* [RECORDS PROVIDED]
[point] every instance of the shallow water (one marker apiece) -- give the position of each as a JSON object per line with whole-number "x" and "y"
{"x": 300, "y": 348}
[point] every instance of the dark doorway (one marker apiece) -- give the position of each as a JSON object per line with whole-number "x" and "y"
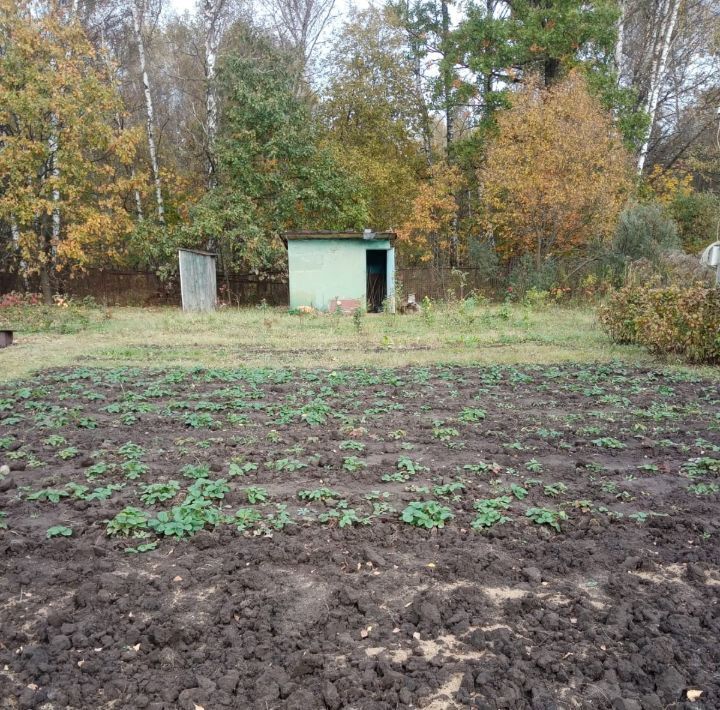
{"x": 376, "y": 260}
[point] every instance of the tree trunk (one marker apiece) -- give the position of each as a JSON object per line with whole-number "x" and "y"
{"x": 137, "y": 17}
{"x": 620, "y": 43}
{"x": 211, "y": 12}
{"x": 447, "y": 78}
{"x": 668, "y": 11}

* [THE PROBLEM]
Retype the lines from the one containing "[point] every instance of the dark" down to the last line of the records, both included, exactly and nothing more. Pictures stay out.

* [RESPONSE TO THIS TASK]
[point] every instance of the dark doorway (one marker apiece) -- give the position of each as a JSON object per line with whole-number "x" and "y"
{"x": 376, "y": 260}
[point] every instance of the tree trunk (one marker apiece) -- give the position of each as a JSON object per line with whole-number "x" and "y"
{"x": 137, "y": 17}
{"x": 620, "y": 43}
{"x": 211, "y": 12}
{"x": 447, "y": 78}
{"x": 668, "y": 11}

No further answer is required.